[Stored items]
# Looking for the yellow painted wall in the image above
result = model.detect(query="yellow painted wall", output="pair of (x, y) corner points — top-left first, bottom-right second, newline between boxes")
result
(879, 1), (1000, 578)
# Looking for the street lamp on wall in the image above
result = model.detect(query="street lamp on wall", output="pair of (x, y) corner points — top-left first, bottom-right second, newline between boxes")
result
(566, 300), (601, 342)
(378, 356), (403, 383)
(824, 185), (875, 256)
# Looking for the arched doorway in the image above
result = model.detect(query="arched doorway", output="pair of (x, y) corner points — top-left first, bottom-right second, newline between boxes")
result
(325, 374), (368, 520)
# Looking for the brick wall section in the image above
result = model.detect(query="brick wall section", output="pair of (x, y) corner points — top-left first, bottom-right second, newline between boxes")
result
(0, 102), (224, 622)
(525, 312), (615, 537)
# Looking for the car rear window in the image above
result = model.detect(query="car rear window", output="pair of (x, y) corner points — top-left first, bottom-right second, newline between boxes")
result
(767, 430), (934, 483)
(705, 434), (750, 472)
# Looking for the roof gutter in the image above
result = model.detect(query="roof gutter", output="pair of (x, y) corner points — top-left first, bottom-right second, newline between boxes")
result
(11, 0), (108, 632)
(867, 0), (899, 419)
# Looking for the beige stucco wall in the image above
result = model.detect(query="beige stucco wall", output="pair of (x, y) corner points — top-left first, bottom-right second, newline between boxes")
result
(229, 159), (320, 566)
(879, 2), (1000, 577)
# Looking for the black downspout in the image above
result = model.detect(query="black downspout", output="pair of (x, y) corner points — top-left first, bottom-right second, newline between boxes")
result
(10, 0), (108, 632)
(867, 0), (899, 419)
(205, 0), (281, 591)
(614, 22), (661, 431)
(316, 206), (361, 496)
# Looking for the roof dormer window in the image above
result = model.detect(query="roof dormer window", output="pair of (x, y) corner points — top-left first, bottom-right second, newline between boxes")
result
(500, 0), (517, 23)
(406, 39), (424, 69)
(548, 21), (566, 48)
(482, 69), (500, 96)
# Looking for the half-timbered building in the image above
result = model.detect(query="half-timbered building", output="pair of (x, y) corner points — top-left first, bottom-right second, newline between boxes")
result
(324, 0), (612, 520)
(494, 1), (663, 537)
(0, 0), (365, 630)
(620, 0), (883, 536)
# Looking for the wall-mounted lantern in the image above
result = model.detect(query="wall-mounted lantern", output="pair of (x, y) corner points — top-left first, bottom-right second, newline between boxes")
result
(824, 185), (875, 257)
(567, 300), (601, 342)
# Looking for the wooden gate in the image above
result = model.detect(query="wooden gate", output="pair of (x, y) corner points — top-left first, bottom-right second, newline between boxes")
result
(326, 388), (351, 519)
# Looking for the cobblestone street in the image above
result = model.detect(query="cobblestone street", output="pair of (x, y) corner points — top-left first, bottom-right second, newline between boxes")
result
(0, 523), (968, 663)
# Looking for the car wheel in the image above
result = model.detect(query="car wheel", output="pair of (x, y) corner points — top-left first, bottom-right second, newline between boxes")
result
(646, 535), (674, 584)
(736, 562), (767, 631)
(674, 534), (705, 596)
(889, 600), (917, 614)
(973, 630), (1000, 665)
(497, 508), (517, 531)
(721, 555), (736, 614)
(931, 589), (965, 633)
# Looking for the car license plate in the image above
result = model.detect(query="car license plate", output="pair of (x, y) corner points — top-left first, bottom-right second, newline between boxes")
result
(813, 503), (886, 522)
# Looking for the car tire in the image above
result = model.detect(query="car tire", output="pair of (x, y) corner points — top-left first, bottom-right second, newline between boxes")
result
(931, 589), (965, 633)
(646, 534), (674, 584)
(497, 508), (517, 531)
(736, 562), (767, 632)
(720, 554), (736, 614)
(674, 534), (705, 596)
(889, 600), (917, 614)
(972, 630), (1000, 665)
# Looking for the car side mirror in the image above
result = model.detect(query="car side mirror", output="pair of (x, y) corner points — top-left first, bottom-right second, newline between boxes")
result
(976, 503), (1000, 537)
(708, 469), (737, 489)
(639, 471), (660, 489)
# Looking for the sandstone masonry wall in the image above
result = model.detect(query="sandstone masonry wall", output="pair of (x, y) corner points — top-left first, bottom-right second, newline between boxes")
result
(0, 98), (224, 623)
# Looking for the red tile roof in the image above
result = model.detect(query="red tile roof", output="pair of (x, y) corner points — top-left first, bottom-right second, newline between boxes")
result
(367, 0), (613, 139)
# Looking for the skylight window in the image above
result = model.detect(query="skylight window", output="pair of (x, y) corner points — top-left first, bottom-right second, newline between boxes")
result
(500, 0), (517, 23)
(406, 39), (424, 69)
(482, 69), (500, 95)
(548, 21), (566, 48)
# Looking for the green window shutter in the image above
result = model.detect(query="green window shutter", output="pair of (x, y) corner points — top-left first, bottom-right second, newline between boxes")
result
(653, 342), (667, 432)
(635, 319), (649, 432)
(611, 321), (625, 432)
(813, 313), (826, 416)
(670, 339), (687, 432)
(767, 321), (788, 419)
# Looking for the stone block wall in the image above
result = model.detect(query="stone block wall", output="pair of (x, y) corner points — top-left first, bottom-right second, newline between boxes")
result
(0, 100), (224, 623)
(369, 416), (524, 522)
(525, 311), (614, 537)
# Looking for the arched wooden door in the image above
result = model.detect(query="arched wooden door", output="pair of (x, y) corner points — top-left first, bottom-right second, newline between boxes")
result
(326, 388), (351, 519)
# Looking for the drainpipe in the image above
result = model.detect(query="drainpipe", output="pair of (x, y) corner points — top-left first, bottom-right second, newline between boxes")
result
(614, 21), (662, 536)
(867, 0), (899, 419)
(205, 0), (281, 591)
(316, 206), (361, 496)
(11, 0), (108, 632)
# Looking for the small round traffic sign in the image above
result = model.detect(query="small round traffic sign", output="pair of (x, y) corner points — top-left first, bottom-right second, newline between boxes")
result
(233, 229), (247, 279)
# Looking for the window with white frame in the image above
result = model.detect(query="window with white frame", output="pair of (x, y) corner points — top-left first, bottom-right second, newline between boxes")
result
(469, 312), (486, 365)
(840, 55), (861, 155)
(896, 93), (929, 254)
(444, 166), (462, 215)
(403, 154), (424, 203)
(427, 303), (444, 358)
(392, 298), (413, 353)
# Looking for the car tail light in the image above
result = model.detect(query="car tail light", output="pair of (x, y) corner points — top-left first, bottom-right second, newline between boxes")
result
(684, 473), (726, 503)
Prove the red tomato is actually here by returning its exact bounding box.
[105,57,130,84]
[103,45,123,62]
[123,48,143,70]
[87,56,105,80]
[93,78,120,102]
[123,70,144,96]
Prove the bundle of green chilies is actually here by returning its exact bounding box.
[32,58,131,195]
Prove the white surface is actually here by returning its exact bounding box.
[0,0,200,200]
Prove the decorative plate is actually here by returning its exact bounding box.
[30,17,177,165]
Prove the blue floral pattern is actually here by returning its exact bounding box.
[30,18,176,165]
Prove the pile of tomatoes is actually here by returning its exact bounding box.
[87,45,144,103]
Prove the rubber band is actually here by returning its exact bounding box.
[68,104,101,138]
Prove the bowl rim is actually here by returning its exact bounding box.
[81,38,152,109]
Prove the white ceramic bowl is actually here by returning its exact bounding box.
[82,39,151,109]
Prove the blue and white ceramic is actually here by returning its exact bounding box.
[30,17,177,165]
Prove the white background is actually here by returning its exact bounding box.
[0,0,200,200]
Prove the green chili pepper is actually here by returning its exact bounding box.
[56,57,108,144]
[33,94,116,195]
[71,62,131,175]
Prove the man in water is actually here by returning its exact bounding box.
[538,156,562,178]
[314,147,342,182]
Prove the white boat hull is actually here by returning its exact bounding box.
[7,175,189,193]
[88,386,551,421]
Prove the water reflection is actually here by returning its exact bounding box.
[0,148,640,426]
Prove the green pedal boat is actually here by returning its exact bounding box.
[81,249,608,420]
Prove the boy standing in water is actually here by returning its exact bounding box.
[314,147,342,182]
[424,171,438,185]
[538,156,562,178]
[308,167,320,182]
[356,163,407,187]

## Aim
Please copy out the lines between the one holding "Prove the green chili" and the one holding "[81,249,608,420]", inclusive, substituting "paddle boat" for "pedal boat" and changing nothing else.

## Output of the exercise
Prove the green chili pepper is actually here by returning its exact bounding box.
[56,57,108,144]
[33,94,116,195]
[71,62,131,175]
Prove the man in water is actually here by returning its exact bounding box.
[538,156,562,178]
[314,147,342,182]
Prove the white boat hull is actually here by returning its exact bounding box.
[7,175,189,193]
[88,386,551,421]
Prove the water reflection is actually here by returning its exact bounding box.
[0,148,640,426]
Prove the green paddle boat is actually here by returning its exact bounding box.
[81,249,608,420]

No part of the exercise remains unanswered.